### Passage du texte
LA CONDITION, Jérôme Bonnell, cinéma, Louise Chevillotte, Galatea Belugi, Swann Arlaud, Emmanuelle Devos

Avec Louise Chevillotte, Galatea Belugi, Swann Arlaud, Emmanuelle Devos

En 1908 André jeune notaire estimé règne en maître sur un gynécée honorablement installé dans sa grande demeure bourgeoise.

Au rez-de-chaussée sa vipérine mère immobilisée au lit et rendue muette par un accident cérébral mais toujours activement fielleuse à l'écrit grâce à sa petite ardoise. Sous les toits la bonnicherie (comme disait élégamment Marianne Farrère) dont Céleste l'employée de maison. Entre les deux, les appartements cossus, au-dessus de tout soupçon d'André et de sa très jeune épouse modèle Victoire. C'est rien de dire que ce mariage n'a rien de joyeux mais qu'y règne néanmoins une harmonie proprette et raffinée de façade. Victoire, relativement soumise à son époux, parvient souvent à échapper au devoir conjugal et les nombreux soirs où elle se refuse à lui, si elle ne se prend pas une baffe magistrale, il se tourne vers Céleste, la petite bonne qui n'a d'autre choix que de le suivre et se laisser violer soir après soir en grimaçant mais sans un mot. Sa petite affaire (rapidement) accomplie, il s'affale près de la malheureuse et lâche un pitoyable "aaaaah que c'est bon !". Le consentement n'étant pas l'affaire d'André, on imagine sans peine la place qu'occupe le plaisir de l'autre dans son cerveau.

Lorsque Céleste tombe enceinte des oeuvres du maître, le ver commence sérieusement à gangréner le fruit. Une sorte de déni de grossesse fait qu'un avortement n'est plus possible. Pour permettre à Céleste de garder sa place, à Victoire de ne plus avoir à subir les assauts de son époux, cette dernière qui peine à tomber enceinte propose un marché à son mari et à Céleste. Le bébé naîtra, Victoire et André l'élèveront comme le leur (une sorte de GPA avant l'heure), Céleste restera dans la maison et verra son enfant grandir sans jamais révéler qu'elle est la mère. Le marché, la "condition" étant qu'André n'approche plus le lit de sa femme.

### Extrait de données
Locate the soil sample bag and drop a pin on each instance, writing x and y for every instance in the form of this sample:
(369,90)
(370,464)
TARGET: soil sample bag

### Consigne
Les affirmations suivantes concordent-elles avec le passage sur le film La Condition ? Répondez par oui ou par non pour chacune, en citant mot pour mot les termes du passage qui tranchent.
(a) La mère d'André se trouve au rez-de-chaussée de la demeure.
(b) Céleste se fait avorter.
(c) Selon le marché proposé, Céleste quittera la maison après la naissance.

### Solution
(a) Oui : « Au rez-de-chaussée sa vipérine mère immobilisée au lit »
(b) Non : « Une sorte de déni de grossesse fait qu'un avortement n'est plus possible. »
(c) Non : « Céleste restera dans la maison et verra son enfant grandir sans jamais révéler qu'elle est la mère »